Excerpted records –
BEGIN
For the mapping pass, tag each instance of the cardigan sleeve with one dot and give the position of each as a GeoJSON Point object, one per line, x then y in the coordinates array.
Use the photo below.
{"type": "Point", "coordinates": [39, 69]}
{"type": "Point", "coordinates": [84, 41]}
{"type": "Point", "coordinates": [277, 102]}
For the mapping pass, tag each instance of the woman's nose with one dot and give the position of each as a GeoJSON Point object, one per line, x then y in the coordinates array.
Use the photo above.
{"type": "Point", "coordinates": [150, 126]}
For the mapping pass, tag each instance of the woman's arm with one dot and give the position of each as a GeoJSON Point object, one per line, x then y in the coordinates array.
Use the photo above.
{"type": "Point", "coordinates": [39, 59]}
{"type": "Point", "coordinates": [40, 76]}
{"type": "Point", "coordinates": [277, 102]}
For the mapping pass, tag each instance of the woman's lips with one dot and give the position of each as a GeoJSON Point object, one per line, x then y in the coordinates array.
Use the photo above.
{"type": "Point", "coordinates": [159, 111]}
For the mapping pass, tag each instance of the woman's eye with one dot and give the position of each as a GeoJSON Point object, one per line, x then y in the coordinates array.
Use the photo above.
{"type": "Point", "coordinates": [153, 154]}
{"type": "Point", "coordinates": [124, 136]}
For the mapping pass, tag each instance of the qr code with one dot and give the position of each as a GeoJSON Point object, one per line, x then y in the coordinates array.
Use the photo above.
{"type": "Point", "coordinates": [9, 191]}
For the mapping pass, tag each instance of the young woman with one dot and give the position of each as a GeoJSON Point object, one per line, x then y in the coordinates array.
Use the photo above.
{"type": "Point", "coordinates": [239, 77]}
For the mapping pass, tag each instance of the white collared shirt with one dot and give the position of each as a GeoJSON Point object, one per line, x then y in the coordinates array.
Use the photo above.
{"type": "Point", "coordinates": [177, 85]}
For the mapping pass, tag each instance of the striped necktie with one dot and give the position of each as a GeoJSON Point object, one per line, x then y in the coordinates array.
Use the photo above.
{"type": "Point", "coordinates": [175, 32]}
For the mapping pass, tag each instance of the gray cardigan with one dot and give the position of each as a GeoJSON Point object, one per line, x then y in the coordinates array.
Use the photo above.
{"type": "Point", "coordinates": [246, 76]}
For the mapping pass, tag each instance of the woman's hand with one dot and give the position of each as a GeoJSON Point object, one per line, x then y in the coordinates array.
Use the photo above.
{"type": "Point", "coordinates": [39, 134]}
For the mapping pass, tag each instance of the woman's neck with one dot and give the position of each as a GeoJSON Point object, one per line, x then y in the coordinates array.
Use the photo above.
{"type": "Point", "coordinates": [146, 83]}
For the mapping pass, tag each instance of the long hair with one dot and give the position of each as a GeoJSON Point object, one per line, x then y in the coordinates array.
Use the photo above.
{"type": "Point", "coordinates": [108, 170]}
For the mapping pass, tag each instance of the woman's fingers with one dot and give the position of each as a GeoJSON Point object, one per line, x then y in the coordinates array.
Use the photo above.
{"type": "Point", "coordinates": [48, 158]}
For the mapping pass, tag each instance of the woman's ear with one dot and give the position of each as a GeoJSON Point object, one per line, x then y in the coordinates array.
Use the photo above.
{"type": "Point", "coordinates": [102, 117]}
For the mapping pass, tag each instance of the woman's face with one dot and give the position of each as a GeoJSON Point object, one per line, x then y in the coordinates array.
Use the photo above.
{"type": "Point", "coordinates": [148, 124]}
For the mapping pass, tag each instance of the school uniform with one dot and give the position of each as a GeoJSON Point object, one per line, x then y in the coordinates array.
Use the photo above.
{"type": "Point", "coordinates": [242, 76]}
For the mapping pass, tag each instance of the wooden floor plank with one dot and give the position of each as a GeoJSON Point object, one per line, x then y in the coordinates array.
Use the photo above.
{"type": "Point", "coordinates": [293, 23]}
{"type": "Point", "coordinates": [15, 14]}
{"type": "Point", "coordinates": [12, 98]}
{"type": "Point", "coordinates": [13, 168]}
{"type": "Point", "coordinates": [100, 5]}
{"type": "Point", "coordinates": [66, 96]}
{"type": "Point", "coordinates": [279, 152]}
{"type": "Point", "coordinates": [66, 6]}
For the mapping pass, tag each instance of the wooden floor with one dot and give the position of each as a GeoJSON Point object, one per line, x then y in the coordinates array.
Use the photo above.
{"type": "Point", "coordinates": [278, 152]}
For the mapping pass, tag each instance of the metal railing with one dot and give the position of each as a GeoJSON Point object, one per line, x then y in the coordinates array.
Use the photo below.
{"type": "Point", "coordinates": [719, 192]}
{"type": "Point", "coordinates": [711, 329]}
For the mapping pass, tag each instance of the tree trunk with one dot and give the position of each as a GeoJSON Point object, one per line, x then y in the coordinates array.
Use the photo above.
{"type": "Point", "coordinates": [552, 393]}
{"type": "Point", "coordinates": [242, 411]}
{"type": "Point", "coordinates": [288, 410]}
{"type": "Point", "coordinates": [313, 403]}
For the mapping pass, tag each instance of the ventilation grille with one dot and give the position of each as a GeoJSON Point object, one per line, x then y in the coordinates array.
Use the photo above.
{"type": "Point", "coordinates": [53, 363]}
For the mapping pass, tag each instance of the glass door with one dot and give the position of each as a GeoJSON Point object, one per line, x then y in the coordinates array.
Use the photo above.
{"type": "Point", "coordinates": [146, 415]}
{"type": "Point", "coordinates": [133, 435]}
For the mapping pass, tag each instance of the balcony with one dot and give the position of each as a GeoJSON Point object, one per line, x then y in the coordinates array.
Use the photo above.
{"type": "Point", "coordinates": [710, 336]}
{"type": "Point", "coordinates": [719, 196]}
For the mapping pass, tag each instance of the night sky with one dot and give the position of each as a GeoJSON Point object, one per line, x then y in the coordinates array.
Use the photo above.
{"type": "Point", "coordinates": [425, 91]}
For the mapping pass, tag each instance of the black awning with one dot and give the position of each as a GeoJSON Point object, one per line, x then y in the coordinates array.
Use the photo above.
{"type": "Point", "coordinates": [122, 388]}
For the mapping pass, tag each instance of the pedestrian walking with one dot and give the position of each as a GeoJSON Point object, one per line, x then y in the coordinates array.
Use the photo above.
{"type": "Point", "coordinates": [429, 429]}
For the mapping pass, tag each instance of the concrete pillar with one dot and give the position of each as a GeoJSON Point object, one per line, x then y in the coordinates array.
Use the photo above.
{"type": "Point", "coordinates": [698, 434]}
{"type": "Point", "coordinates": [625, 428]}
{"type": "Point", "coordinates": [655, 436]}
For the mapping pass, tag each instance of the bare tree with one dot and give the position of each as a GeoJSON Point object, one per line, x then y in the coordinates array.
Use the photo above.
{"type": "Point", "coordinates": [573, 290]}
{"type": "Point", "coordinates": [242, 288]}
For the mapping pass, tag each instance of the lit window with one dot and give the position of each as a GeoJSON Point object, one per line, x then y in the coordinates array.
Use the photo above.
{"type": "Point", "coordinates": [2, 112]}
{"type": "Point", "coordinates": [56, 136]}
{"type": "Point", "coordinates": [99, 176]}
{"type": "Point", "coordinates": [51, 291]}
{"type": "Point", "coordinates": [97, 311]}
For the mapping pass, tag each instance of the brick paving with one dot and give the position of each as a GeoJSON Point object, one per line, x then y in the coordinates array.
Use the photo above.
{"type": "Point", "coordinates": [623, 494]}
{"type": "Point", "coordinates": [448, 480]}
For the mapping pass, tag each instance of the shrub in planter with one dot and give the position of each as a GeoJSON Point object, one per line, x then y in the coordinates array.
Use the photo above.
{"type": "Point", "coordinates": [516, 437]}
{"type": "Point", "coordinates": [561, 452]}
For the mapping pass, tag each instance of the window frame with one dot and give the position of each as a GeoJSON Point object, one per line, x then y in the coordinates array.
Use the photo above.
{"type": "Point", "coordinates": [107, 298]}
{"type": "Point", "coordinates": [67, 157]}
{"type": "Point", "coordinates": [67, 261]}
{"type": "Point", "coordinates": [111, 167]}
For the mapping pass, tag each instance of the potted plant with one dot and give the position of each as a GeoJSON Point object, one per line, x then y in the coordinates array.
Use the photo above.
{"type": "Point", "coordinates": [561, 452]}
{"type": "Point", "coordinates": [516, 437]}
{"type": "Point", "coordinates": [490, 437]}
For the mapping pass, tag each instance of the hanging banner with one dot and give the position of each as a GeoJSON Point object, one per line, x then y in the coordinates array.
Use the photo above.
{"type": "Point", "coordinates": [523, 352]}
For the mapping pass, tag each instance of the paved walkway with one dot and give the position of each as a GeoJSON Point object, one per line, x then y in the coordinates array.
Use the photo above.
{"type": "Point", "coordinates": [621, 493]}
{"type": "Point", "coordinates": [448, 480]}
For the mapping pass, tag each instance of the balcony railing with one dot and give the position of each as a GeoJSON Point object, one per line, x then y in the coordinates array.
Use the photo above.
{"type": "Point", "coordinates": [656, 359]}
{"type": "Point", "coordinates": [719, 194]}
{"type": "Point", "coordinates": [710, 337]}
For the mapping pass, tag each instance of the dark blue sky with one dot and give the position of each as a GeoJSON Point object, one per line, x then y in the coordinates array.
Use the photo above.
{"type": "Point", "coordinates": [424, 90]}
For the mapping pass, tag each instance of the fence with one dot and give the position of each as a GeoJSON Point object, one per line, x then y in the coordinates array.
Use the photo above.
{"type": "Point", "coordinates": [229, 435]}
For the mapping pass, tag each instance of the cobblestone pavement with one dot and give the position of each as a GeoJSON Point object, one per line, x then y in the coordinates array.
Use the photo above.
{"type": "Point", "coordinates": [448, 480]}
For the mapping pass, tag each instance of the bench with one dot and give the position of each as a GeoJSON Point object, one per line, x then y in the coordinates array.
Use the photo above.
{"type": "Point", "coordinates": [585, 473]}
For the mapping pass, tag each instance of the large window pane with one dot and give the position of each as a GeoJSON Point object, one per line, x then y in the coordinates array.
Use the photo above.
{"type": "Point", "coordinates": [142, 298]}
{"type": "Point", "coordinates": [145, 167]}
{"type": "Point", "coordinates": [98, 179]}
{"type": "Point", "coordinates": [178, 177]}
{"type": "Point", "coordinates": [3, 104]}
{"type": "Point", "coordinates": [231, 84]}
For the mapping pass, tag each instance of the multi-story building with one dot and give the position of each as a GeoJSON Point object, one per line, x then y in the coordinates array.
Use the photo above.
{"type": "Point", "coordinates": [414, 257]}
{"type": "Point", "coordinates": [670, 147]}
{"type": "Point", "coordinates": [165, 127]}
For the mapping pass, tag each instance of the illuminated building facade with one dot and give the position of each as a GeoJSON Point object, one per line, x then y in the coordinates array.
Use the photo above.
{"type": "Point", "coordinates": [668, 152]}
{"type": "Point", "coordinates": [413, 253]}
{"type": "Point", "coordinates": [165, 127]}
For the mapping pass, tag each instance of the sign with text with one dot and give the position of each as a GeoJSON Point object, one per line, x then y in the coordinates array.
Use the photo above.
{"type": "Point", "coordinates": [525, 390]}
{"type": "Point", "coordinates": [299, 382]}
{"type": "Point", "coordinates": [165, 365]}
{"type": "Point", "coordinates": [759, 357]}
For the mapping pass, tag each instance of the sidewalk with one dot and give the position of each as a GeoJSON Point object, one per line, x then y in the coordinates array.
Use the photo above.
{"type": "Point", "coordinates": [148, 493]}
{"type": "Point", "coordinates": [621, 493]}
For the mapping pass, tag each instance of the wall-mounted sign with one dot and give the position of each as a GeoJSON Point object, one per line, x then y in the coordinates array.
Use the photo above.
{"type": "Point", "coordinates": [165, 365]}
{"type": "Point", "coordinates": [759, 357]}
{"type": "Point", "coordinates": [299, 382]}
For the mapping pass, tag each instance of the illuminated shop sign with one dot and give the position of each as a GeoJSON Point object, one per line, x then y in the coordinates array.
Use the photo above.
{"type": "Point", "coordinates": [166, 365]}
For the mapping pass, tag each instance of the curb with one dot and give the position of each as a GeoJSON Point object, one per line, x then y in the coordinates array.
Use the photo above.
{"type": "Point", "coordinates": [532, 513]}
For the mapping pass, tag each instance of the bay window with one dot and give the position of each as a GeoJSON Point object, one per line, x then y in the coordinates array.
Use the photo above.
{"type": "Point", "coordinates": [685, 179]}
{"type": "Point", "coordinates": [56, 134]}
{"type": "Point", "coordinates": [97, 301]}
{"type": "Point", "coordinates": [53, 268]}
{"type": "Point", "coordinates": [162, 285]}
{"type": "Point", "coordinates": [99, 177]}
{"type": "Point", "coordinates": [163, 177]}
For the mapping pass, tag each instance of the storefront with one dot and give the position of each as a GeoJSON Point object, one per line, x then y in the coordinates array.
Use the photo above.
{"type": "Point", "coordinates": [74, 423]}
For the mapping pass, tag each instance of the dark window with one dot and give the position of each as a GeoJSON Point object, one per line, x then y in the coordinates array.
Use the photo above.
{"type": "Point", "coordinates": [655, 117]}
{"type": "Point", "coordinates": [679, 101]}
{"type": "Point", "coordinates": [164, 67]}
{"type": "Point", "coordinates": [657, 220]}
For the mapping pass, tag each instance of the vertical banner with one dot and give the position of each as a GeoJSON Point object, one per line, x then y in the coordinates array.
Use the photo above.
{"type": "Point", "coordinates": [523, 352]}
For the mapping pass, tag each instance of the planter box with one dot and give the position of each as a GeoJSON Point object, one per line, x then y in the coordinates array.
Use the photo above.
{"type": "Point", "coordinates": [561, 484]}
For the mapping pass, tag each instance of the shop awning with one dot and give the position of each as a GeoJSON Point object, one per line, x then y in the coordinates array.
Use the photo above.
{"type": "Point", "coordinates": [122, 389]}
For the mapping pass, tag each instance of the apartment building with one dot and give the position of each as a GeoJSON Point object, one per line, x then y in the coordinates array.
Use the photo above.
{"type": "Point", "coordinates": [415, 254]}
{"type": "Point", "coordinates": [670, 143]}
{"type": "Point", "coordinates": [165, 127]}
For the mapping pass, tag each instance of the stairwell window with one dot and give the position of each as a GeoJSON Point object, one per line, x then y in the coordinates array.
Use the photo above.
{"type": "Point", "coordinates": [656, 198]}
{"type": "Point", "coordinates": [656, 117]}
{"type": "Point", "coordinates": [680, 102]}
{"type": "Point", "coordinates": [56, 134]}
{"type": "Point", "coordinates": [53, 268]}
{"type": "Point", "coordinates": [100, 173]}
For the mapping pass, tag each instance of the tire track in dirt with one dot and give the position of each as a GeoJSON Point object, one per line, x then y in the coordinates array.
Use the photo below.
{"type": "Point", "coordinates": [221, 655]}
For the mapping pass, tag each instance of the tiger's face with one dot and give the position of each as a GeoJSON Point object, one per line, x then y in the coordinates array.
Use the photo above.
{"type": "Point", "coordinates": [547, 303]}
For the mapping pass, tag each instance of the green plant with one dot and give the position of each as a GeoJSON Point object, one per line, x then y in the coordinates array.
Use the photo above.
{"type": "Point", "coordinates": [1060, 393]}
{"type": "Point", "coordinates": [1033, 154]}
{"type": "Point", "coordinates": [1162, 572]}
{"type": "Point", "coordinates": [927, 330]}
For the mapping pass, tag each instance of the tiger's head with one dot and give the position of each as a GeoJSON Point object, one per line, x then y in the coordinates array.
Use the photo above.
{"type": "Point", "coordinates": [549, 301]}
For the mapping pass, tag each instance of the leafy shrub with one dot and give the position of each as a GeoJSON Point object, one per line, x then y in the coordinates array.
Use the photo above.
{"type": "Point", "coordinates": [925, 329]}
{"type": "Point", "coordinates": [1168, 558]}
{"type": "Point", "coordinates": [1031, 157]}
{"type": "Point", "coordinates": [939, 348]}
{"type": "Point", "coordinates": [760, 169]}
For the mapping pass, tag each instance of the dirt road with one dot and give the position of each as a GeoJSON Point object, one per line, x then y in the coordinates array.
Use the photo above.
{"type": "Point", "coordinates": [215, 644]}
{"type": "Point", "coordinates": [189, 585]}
END
What you will do – Lines containing the word "illuminated": copy every one of them from the records above.

Expected answer –
For the mapping pass, tag each instance of the illuminated building facade with one dot and give the position of each as a GeoJSON Point object, one per line, x then y in the coordinates array.
For the mapping pass, tag each instance of the illuminated shop sign with one dot and give the position of each as a GeoJSON Point object, one per line, x then y in the coordinates array.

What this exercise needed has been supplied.